In the data below, copy the stretch from the line containing "Provide the segmentation of every instance of the stadium facade" through the line containing "56), (0, 73)]", both included, with every character unchanged.

>>>>>

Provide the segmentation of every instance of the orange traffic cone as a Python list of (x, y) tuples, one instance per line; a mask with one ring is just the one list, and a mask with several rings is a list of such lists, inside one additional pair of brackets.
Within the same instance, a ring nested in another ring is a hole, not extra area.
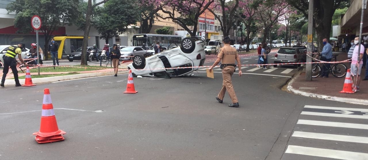
[(32, 134), (36, 135), (35, 139), (38, 143), (48, 143), (64, 139), (63, 135), (66, 133), (59, 130), (57, 127), (50, 90), (48, 88), (45, 89), (40, 126), (40, 131)]
[(135, 93), (138, 92), (134, 88), (134, 83), (133, 82), (133, 75), (132, 70), (129, 70), (129, 74), (128, 75), (128, 84), (127, 85), (127, 90), (124, 93)]
[(350, 77), (350, 69), (347, 70), (346, 71), (346, 77), (345, 77), (345, 81), (344, 83), (344, 87), (343, 88), (343, 90), (340, 91), (339, 93), (353, 93), (355, 92), (352, 90), (353, 88), (351, 86), (353, 85), (353, 82), (351, 81), (351, 78)]
[(22, 86), (26, 86), (30, 87), (31, 86), (35, 86), (32, 82), (32, 78), (31, 78), (31, 72), (29, 71), (29, 67), (27, 66), (27, 69), (25, 71), (25, 80), (24, 81), (24, 84)]

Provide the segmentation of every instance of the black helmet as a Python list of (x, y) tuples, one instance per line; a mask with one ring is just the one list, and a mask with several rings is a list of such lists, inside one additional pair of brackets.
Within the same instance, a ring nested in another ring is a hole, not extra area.
[(19, 47), (19, 48), (21, 48), (22, 49), (24, 49), (24, 46), (25, 46), (25, 44), (24, 44), (24, 43), (21, 42), (19, 43), (19, 44), (21, 45), (21, 46)]

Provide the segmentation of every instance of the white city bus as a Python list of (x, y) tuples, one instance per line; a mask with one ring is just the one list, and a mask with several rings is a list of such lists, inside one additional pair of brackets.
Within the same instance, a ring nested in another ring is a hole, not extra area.
[(139, 34), (133, 36), (134, 46), (142, 46), (143, 44), (151, 48), (157, 42), (168, 49), (175, 46), (180, 46), (181, 36), (180, 36), (157, 34)]

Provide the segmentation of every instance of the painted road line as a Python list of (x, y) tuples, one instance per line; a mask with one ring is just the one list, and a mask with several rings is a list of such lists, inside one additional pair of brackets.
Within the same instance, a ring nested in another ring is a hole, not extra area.
[[(198, 73), (206, 73), (206, 72), (202, 72), (202, 71), (197, 71)], [(222, 73), (222, 72), (213, 72), (214, 73)], [(239, 73), (234, 72), (234, 74), (238, 74)], [(275, 75), (274, 74), (260, 74), (259, 73), (243, 73), (243, 74), (252, 74), (253, 75), (267, 75), (269, 76), (273, 76), (273, 77), (287, 77), (287, 78), (291, 78), (291, 76), (286, 76), (285, 75)]]
[(301, 115), (310, 115), (312, 116), (325, 116), (327, 117), (342, 117), (350, 118), (360, 118), (361, 119), (368, 119), (368, 116), (362, 115), (344, 115), (342, 114), (329, 114), (326, 113), (315, 112), (312, 112), (303, 111), (300, 113)]
[(245, 71), (247, 72), (253, 72), (255, 71), (256, 71), (258, 70), (261, 69), (261, 68), (255, 67), (253, 69), (251, 69), (250, 70), (248, 70), (248, 71)]
[(305, 106), (304, 106), (304, 108), (309, 108), (322, 109), (325, 109), (337, 110), (340, 111), (346, 110), (346, 111), (350, 111), (368, 112), (368, 109), (354, 108), (343, 108), (343, 107), (332, 107), (319, 106), (318, 105), (305, 105)]
[(368, 144), (368, 137), (364, 137), (339, 135), (300, 131), (294, 131), (291, 136), (306, 138)]
[(297, 124), (368, 130), (368, 124), (299, 119)]
[(271, 67), (269, 69), (268, 69), (267, 70), (265, 70), (265, 71), (263, 71), (263, 72), (267, 72), (269, 73), (270, 72), (272, 72), (272, 71), (275, 71), (275, 70), (277, 70), (277, 68), (278, 68), (274, 67)]
[(367, 160), (368, 153), (290, 145), (285, 151), (296, 154), (345, 160)]
[(281, 73), (282, 73), (283, 74), (287, 74), (288, 73), (290, 73), (290, 72), (293, 71), (293, 70), (294, 70), (294, 69), (290, 69), (290, 68), (286, 69), (286, 70), (285, 70), (284, 71), (281, 72)]
[[(241, 67), (241, 69), (243, 69), (243, 68), (248, 68), (248, 67), (245, 67), (245, 66), (244, 66), (244, 67)], [(237, 71), (238, 70), (239, 70), (239, 68), (237, 68), (236, 69), (235, 69), (235, 71)]]

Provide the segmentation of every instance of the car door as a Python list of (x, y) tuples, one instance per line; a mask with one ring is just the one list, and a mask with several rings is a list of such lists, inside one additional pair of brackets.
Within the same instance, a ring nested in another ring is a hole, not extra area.
[[(183, 54), (191, 53), (183, 53), (180, 50), (171, 49), (163, 52), (158, 57), (161, 60), (165, 68), (193, 67), (193, 61)], [(193, 70), (193, 68), (191, 68), (170, 69), (166, 71), (170, 77), (175, 77), (186, 74)]]

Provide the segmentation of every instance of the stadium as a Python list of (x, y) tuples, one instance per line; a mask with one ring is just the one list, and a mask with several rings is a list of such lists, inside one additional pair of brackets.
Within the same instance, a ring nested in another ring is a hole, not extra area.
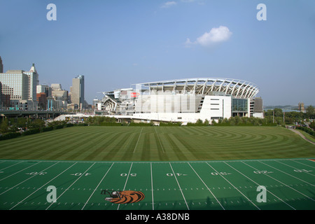
[(263, 118), (257, 85), (246, 80), (200, 78), (134, 84), (104, 92), (97, 113), (134, 121), (195, 122), (234, 116)]

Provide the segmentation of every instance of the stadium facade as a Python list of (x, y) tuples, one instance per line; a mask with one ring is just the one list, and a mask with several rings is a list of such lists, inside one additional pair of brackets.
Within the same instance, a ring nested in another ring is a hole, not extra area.
[(195, 122), (234, 116), (263, 117), (259, 89), (241, 80), (186, 78), (134, 84), (104, 92), (96, 113), (142, 122)]

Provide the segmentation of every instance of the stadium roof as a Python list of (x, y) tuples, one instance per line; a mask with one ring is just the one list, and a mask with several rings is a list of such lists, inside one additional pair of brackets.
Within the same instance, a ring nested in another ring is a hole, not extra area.
[(257, 85), (246, 80), (224, 78), (197, 78), (138, 83), (150, 90), (192, 92), (196, 94), (223, 92), (238, 98), (253, 98), (259, 92)]

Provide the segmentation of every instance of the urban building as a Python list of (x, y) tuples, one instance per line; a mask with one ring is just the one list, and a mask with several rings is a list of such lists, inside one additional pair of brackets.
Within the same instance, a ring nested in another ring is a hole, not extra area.
[(72, 79), (72, 86), (70, 88), (70, 98), (71, 104), (78, 104), (79, 109), (85, 107), (84, 100), (84, 76), (78, 76)]
[(245, 80), (200, 78), (134, 84), (104, 92), (97, 112), (141, 121), (195, 122), (234, 116), (263, 118), (256, 85)]
[[(1, 61), (3, 69), (2, 60)], [(36, 110), (38, 74), (33, 64), (29, 71), (8, 70), (0, 73), (2, 94), (10, 96), (10, 106), (15, 109)]]
[(4, 73), (4, 64), (2, 64), (1, 56), (0, 56), (0, 73)]

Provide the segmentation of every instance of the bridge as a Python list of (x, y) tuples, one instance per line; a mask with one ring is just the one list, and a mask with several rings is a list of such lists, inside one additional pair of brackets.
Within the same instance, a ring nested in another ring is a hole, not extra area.
[(61, 111), (1, 111), (0, 115), (5, 118), (29, 117), (34, 118), (55, 118), (62, 114), (75, 114), (75, 113)]

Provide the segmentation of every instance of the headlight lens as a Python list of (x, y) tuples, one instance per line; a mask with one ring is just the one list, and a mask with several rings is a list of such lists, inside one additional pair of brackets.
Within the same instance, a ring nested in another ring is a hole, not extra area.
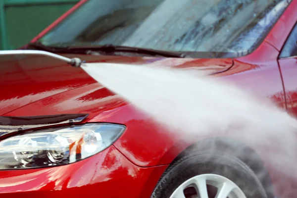
[(125, 130), (114, 124), (88, 124), (41, 130), (0, 142), (0, 169), (66, 164), (110, 146)]

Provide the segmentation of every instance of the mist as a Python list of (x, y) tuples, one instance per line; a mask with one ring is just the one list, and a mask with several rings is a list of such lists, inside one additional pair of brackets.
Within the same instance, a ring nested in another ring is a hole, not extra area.
[(202, 72), (112, 63), (82, 68), (172, 133), (236, 137), (262, 149), (274, 169), (297, 177), (297, 121), (272, 102)]

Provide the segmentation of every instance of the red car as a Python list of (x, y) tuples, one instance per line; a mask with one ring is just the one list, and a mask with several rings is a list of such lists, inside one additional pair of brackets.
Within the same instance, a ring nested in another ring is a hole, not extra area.
[[(296, 10), (297, 0), (83, 0), (21, 49), (204, 70), (297, 115)], [(15, 54), (0, 71), (1, 198), (297, 197), (297, 179), (245, 140), (184, 141), (81, 68)]]

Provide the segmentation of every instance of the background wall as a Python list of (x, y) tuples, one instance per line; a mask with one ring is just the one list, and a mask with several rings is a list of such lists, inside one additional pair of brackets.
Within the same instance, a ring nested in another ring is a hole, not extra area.
[(79, 1), (0, 0), (0, 50), (26, 44)]

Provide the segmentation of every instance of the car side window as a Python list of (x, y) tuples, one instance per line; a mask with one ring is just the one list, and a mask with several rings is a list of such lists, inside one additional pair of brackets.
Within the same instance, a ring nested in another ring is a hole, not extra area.
[(297, 23), (287, 40), (280, 58), (297, 56)]

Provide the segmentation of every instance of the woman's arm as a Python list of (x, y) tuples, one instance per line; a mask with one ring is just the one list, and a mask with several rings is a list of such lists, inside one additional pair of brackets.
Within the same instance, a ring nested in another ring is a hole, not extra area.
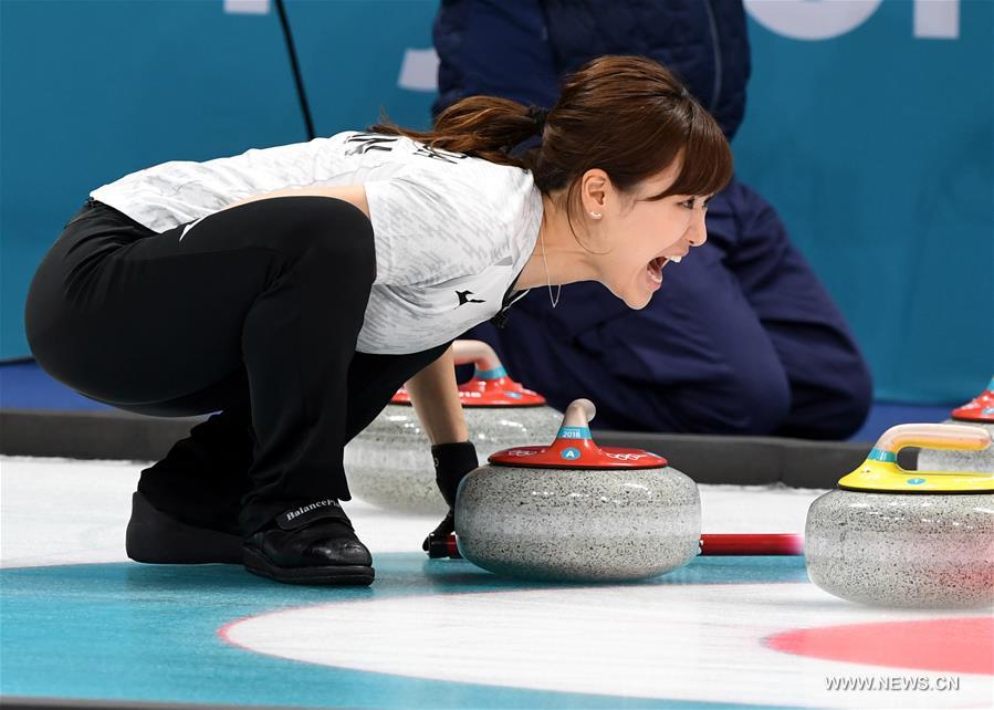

<<<<<

** COMPLETE RESPONSE **
Provide the segmentation of every instance of the stadium facade as a Python list of (x, y) tuples, one instance per line; a mask with one ring is just the one list, and a mask with several rings is a list of such lists, inside one additional pair of brackets.
Within the same instance, a ring nested in another ring is a hole, not extra area.
[(195, 122), (234, 116), (263, 117), (259, 89), (241, 80), (186, 78), (134, 84), (104, 92), (96, 113), (142, 122)]

Provide the segmentation of every instance of the stadium roof as a Python list of (x, y) tuples, one instance per line; a mask with one ring is just the one list, and a mask with several rings is a list of such lists, inside one additional pair of brackets.
Within the same instance, a ring nested in another ring is a hole, not extra area.
[(257, 85), (246, 80), (224, 78), (197, 78), (138, 83), (150, 90), (192, 92), (196, 94), (223, 92), (238, 98), (253, 98), (259, 92)]

Provide the segmentation of every instance of the urban building as a Python list of (x, y) tuples, one instance per line; a mask with one ring is just the one list, and a mask with several rings is a list of such lists, inside one additional pair of brackets.
Within the same instance, a ring nested in another ring is a hole, not extra area.
[(72, 79), (72, 86), (70, 88), (70, 98), (71, 104), (78, 104), (79, 109), (85, 107), (84, 100), (84, 76), (78, 76)]
[(245, 80), (200, 78), (134, 84), (104, 92), (97, 112), (141, 121), (195, 122), (234, 116), (263, 118), (256, 85)]
[[(1, 61), (3, 69), (2, 60)], [(36, 110), (38, 74), (33, 64), (29, 71), (8, 70), (0, 73), (2, 94), (10, 96), (10, 106), (15, 109)]]
[(4, 73), (4, 64), (2, 64), (1, 56), (0, 56), (0, 73)]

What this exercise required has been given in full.